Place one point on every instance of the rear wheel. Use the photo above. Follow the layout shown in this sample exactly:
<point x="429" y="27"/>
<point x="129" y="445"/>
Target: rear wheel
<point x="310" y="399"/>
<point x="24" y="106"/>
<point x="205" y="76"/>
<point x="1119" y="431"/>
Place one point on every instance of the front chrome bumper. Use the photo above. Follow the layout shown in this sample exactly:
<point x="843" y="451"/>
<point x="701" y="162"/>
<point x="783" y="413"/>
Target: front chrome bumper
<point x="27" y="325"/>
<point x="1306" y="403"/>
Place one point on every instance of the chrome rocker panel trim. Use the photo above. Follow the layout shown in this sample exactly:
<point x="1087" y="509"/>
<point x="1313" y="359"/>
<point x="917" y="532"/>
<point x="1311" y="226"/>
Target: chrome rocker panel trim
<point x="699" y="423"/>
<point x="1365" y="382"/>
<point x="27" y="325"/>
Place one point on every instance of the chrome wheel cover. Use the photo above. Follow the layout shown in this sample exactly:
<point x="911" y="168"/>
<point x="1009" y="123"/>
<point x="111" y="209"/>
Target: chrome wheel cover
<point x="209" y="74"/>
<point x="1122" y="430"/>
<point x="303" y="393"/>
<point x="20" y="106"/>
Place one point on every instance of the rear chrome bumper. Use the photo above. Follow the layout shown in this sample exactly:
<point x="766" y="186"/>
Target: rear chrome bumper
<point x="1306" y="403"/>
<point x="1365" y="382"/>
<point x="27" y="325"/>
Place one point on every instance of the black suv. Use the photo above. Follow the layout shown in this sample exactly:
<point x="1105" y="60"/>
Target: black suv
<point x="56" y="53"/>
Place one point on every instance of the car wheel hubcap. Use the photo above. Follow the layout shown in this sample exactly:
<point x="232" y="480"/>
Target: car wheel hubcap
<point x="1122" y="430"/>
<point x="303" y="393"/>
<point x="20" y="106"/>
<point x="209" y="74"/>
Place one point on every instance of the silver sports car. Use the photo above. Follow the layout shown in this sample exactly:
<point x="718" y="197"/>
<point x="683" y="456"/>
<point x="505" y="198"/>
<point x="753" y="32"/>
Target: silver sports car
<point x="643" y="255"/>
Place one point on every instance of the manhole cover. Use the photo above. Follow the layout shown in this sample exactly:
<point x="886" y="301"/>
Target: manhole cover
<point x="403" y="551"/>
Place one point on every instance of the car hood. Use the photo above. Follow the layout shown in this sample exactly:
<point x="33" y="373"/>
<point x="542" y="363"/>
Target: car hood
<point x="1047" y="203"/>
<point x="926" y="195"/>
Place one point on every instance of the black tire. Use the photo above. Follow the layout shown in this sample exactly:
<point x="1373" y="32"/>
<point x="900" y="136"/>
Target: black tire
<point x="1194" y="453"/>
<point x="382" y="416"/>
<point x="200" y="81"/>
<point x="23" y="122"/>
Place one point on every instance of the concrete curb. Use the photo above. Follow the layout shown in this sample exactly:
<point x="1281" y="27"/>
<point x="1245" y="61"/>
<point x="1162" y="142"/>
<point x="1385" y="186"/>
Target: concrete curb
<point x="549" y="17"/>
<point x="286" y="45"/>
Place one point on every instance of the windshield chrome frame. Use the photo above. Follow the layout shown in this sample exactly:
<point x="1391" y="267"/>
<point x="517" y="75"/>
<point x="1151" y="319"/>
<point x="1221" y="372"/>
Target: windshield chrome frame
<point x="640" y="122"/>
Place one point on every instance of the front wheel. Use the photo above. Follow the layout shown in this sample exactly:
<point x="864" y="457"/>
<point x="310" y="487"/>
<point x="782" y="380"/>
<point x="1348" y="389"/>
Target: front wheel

▸ **Assignment**
Transcribe the listing from start to finish, exactly as given.

▸ **Reply to the task**
Place one point on every instance of the rear wheel. Use the photo above. Follow the layout shown in this sample exactly:
<point x="429" y="27"/>
<point x="129" y="445"/>
Target: rear wheel
<point x="310" y="399"/>
<point x="24" y="106"/>
<point x="205" y="76"/>
<point x="1119" y="431"/>
Place one point on every instance of the front chrome bumper. Use the photo above. Follow the layout shown in this sample exactly:
<point x="843" y="451"/>
<point x="701" y="162"/>
<point x="783" y="413"/>
Target: front chrome bumper
<point x="27" y="325"/>
<point x="1306" y="403"/>
Place one point on every instance of the chrome rocker panel trim. Use the photo above. Follow the layout shown in this sample exactly:
<point x="1087" y="509"/>
<point x="1313" y="359"/>
<point x="917" y="532"/>
<point x="1311" y="226"/>
Target: chrome rocker panel trim
<point x="699" y="423"/>
<point x="1365" y="382"/>
<point x="27" y="325"/>
Place one point on every instance of the chrome wheel cover. Use the photo above. Follow the layout shown in this sample exactly:
<point x="911" y="168"/>
<point x="1009" y="123"/>
<point x="111" y="209"/>
Target: chrome wheel cover
<point x="209" y="74"/>
<point x="1122" y="430"/>
<point x="303" y="393"/>
<point x="20" y="106"/>
Place one point on every instance of the rear chrome bumper. Use the photo above. Follow the layout shown in this sample exactly:
<point x="766" y="186"/>
Target: rear chrome bumper
<point x="1306" y="403"/>
<point x="1365" y="382"/>
<point x="27" y="325"/>
Place one point on every instance of the black suv. Use the photo above. Follow the layout shown in this sample exactly:
<point x="1105" y="60"/>
Target: black suv
<point x="56" y="53"/>
Place one point on every instance of the car wheel hubcap. Use the photo above. Follow the layout shown in this sample exactly:
<point x="232" y="480"/>
Target: car wheel hubcap
<point x="1122" y="430"/>
<point x="303" y="393"/>
<point x="20" y="106"/>
<point x="209" y="74"/>
Place one point on every instance of the silver sports car. Use the photo above. Follow the layout shown in this sample exactly:
<point x="718" y="197"/>
<point x="683" y="456"/>
<point x="505" y="198"/>
<point x="753" y="32"/>
Target: silver sports car
<point x="643" y="255"/>
Place one point on every instance of the manhole cover. Use the photo above. Follow the layout shown in this sample exactly:
<point x="886" y="301"/>
Target: manhole cover
<point x="403" y="551"/>
Place one point on every instance of the car hood. Use the photo above. Follow the layout shown in this sample exactly:
<point x="33" y="373"/>
<point x="542" y="363"/>
Target: car hood
<point x="1047" y="203"/>
<point x="926" y="195"/>
Place one point on every instance of the black tire. Use the photo above. Follow the layout shown in this sample exactly:
<point x="1373" y="32"/>
<point x="900" y="136"/>
Target: black tire
<point x="1194" y="453"/>
<point x="382" y="416"/>
<point x="200" y="81"/>
<point x="23" y="122"/>
Place one point on every instance of the concrete curb. Use the photo above. Follow the layout shown in this sample exactly:
<point x="1281" y="27"/>
<point x="1245" y="61"/>
<point x="1162" y="142"/>
<point x="1385" y="186"/>
Target: concrete curb
<point x="549" y="17"/>
<point x="286" y="45"/>
Place one point on every instance of the windshield chrome frame. Use the photo above. Follow the layout shown in this sample exactly:
<point x="1391" y="267"/>
<point x="517" y="75"/>
<point x="1151" y="319"/>
<point x="1221" y="372"/>
Target: windshield chrome frame
<point x="640" y="122"/>
Place one point on every instance of the front wheel. Use the photo above. Follow the layout shown in this sample exactly:
<point x="864" y="457"/>
<point x="310" y="487"/>
<point x="782" y="380"/>
<point x="1348" y="389"/>
Target: front wheel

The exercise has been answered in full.